On review of the Complaint, it appears Plaintiff has not alleged sufficient information to determine the citizenship of the parties to this action. In regard to his own citizenship, Plaintiff asserts that he "resides in Orange County, California." Complaint at ¶ 1. However, as explained above, the allegation of residence is not sufficient to determine an individual's citizenship for diversity jurisdiction purposes. Taylor, 30 F.3d at 1367. Plaintiff's allegations regarding the citizenship of the eight Defendants are equally deficient. First, four of the Defendants are denominated as LLCs. See Complaint at ¶ 3 (Nordian Healthcare Solutions, LLC); id. at ¶ 5 (Cahaba Government Benefit Administration, LLC); id. at ¶ 6 (Palmetto GBA, LLC); id. at ¶ 7 (GCS Administrators, LLC). However, in alleging the citizenship of these Defendants, the Plaintiff alleges facts that attempt to address the pleading requirements for corporations. See id. at ¶ 3 (". . . North Dakota corporation with its principal place of business located at . . ."); id. at ¶ 5 (". . . Alabama corporation with its business being located at . . ."); id. at ¶ 6 (". . . South Carolina corporation with its business being located at . . ."); id. at ¶ 7 (". . . Tennessee corporation with its business located at . . ."). However, as discussed above, the pleading standards for limited liability companies and corporations are different.

| Raw data |
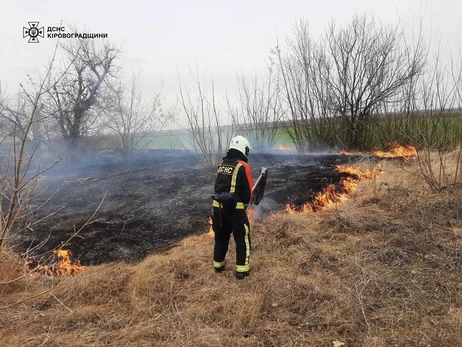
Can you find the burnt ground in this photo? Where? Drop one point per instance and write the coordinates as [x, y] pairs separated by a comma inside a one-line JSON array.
[[152, 200]]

| Set problem |
Please continue the passage on citizenship allegations, starting after its last sentence. The lines are separate material and have nothing to do with the passage on citizenship allegations.

| The answer |
In this regard, Plaintiff must clarify whether the named Defendants are limited liability companies or corporations. If, despite their names, they are corporations, Plaintiff must sufficiently allege the place or places in which each is incorporated, as well as the principal place of business for each. Conversely, if these Defendants are, as they appear to be, LLCs, Plaintiff must allege the citizenship of each of the Defendant LLCs' members. Accordingly, the information presently before the Court regarding the aforementioned Defendants' citizenship is insufficient to invoke the Court's subject matter jurisdiction over this action.

Plaintiff is advised that each member's citizenship must be properly alleged, be it an individual, corporation, LLC, or other entity.

As to the remaining Defendants, which Plaintiff denominates as corporations, see id. at ¶ 2 (First Coast Service Options, Inc.); ¶ 4 (Novitas Solutions, Inc.); id. at ¶ 8 (National Government Services, Inc.); id. at ¶ 9 (Wisconsin Physicians Service Insurance Corporation), Plaintiff's allegations do not comply with the pleading requirements of 28 U.S.C. § 1332, as discussed by the Supreme Court in Hertz. See Hertz Corp., 559 U.S. at 92-93. The allegations refer to the incorporated Defendants' place of business, which is not sufficient. Instead, Plaintiff must identify the principal place of business. As such, Plaintiff's allegations regarding citizenship of these Defendants are insufficient and must be amended.

For the forgoing reasons, the Court finds that Plaintiff's allegations as to his own citizenship and that of the Defendants are insufficient to permit the Court to satisfy its obligation to assure complete diversity exists before exercising jurisdiction over this action. As such, the Court will afford Plaintiff an opportunity to file an amended complaint in which he provides the Court with additional information to establish his own citizenship and that of Defendants, and thereby the Court's diversity jurisdiction over the instant action.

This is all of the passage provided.